Document excerpt:
***
Extra resources and getting help
If you still have an issue with running the pipeline then feel free
to contact the nf-core community via the Slack channel . The nf-core
Slack organisation has channels dedicated for each pipeline, as well as
specific topics (eg. #help
, #pipelines
,
#tools
, #configs
and much more). The nf-core
Slack can be found at https://nfcore.slack.com (NB: no
hyphen in nfcore!). To join you will need an invite, which you can get
at https://nf-co.re/join/slack.
You can also get help by opening an issue in the respective pipeline repository on GitHub asking for help.
If you have problems that are directly related to Nextflow and not our pipelines or the nf-core framework tools then check out the Nextflow gitter channel or the google group.
Referencing a Pipeline
Publications
If you use an nf-core pipeline in your work you should cite the main publication for the main nf-core paper, describing the community and framework, as follows:
The nf-core framework for community-curated bioinformatics pipelines. Philip Ewels, Alexander Peltzer, Sven Fillinger, Harshil Patel, Johannes Alneberg, Andreas Wilm, Maxime Ulysse Garcia, Paolo Di Tommaso & Sven Nahnsen. Nat Biotechnol. 2020 Feb 13. doi: 10.1038/s41587-020-0439-x. ReadCube: Full Access Link
Many of the pipelines have a publication listed on the nf-core website that can be found here.
DOIs
In addition, each release of an nf-core pipeline has a digital object identifiers (DOIs) for easy referencing in literature The DOIs are generated by Zenodo from the pipeline’s github repository.
Key Points
- nf-core is a community-led project to develop a set of best-practice pipelines built using the Nextflow workflow management system.
- The nf-core tool (
nf-core
) is a suite of helper tools that aims to help people run and develop nf-core pipelines. - nf-core pipelines can be found using
nf-core list
, or by checking the nf-core website. -
nf-core launch nf-core/<pipeline>
can be used to write a parameter file for an nf-core pipeline. This can be supplied to the pipeline using the-params-file
option. - An nf-core workflow is run using
nextflow run nf-core/<pipeline>
syntax. - nf-core pipelines can be reconfigured by using custom config files and/or adding command line parameters.
***
Copy word for word everything in the nf-core excerpt from "Referencing a Pipeline" down to "be found here.". The data after this point comes from a different source.
***
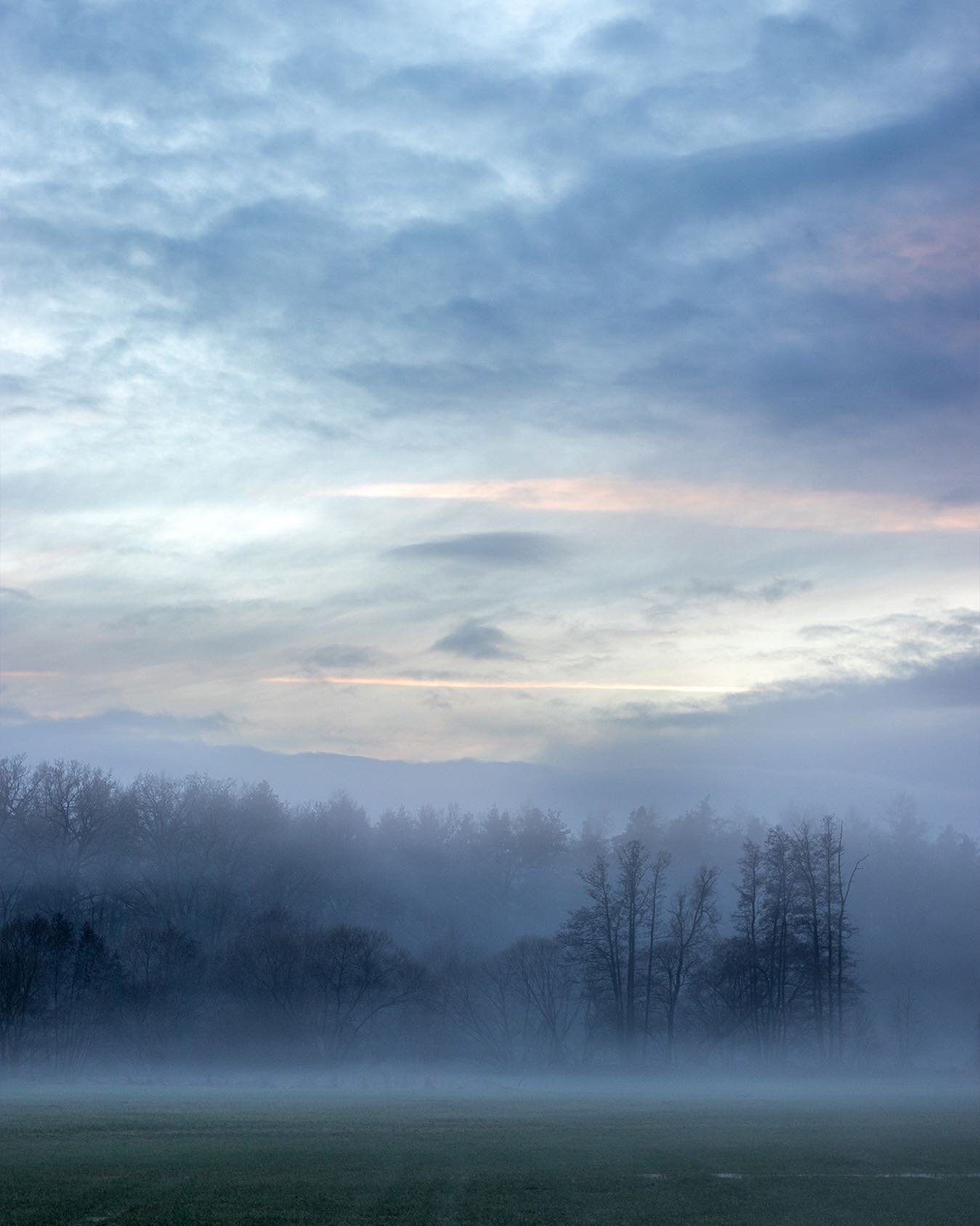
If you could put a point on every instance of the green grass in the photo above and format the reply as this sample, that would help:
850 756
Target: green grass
336 1160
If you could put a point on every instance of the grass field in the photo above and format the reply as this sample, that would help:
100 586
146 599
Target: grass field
335 1159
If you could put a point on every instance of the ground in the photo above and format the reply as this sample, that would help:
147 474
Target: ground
332 1156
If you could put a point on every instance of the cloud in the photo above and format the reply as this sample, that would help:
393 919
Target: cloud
819 510
346 655
489 548
708 592
477 640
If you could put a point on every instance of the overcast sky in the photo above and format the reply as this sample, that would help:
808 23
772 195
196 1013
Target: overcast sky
620 358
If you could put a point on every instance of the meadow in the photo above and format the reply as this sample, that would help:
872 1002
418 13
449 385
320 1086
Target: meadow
337 1156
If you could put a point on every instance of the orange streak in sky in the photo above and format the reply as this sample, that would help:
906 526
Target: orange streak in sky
433 683
822 510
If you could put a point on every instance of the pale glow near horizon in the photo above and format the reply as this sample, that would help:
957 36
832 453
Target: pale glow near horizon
457 683
827 510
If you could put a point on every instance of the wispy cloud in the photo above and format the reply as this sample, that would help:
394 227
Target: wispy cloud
819 510
489 548
463 683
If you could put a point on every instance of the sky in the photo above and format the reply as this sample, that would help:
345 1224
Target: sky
588 385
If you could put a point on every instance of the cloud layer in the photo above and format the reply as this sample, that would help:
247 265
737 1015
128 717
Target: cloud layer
558 344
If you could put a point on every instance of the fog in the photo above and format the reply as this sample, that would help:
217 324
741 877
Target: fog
195 932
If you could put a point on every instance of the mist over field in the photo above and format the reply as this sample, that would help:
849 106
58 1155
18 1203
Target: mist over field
489 613
194 924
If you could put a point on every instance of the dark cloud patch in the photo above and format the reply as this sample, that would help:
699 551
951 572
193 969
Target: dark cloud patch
477 640
346 655
490 548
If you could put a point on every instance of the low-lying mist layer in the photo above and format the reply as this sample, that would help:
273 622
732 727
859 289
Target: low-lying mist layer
198 924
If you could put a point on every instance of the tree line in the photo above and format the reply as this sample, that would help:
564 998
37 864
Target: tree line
195 920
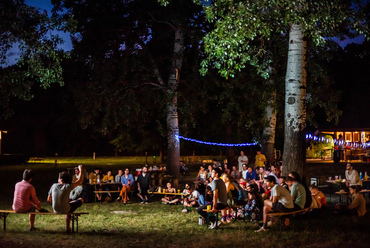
***
Exercise output:
Referencing a Pipeline
Publications
If you use an nf-core pipeline in your work you should cite the main publication for the main nf-core paper, describing the community and framework, as follows:
The nf-core framework for community-curated bioinformatics pipelines. Philip Ewels, Alexander Peltzer, Sven Fillinger, Harshil Patel, Johannes Alneberg, Andreas Wilm, Maxime Ulysse Garcia, Paolo Di Tommaso & Sven Nahnsen. Nat Biotechnol. 2020 Feb 13. doi: 10.1038/s41587-020-0439-x. ReadCube: Full Access Link
Many of the pipelines have a publication listed on the nf-core website that can be found here.